- Условие задания -
Выпишите без изменений фрагмент текста о цензорах: начните с того места, где стоят слова «Создание цензора (і)-типа», и остановитесь после слов «цензорах второго типа.».

- Приведённый текст -
● ● ● ● ● ● ●

Создание цензора (і)-типа не является сложным: надо подождать, пока не будет осуществлено какое-то „плохое" действие или поступок, а потом запретить его. Но где гарантия, что оно не повторится? Приступить к формированию цензора (іі)-типа, похоже, более сложно, ведь этот цензор должен быть способен распознавать мыслительные процессы, предшествующие возникновению подвер­гнутых запрету мыслей. Дальнейшая работа цензора представляется более понятной: поскольку мыслительные процессы, предшеству­ющие появлению запрещенной мысли, обычно связаны с некоторым набором возможных действий, то запрещение одного из них еще не означает автоматического пресечения других. Давайте подробнее остановимся на цензорах второго типа.

Итак, наши цензоры должны уметь распознавать ментальные процессы и состояния, предшествующие появлению самих подлежа­щих запрету действий. Для этого нужна кратковременная память (чтобы помнить, что сейчас произошло) и долговременная память (для хранения результатов обучения). Объем последней может значительно увеличиваться, поскольку не исключено, что запретное действие может быть связано с различными Мыслями- Предшественницами. Ясно, что опытный цензор (іі)-типа способен на основе ситуации распознать находящуюся в его компетенции шутку, не дожидаясь ее конца или доведения до абсурда, тогда как цензор

(і)-типа заставляет выслушать всю шутку полностью. Только после этого человек может заявить, что он эту шутку уже слышал.

● ● ● ● ● ● ●

- Исходные данные -
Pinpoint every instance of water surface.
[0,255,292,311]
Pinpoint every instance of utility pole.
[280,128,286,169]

● ● ● ● ● ● ●

- Решение задания -
Создание цензора (і)-типа не является сложным: надо подождать, пока не будет осуществлено какое-то „плохое" действие или поступок, а потом запретить его. Но где гарантия, что оно не повторится? Приступить к формированию цензора (іі)-типа, похоже, более сложно, ведь этот цензор должен быть способен распознавать мыслительные процессы, предшествующие возникновению подвер­гнутых запрету мыслей. Дальнейшая работа цензора представляется более понятной: поскольку мыслительные процессы, предшеству­ющие появлению запрещенной мысли, обычно связаны с некоторым набором возможных действий, то запрещение одного из них еще не означает автоматического пресечения других. Давайте подробнее остановимся на цензорах второго типа.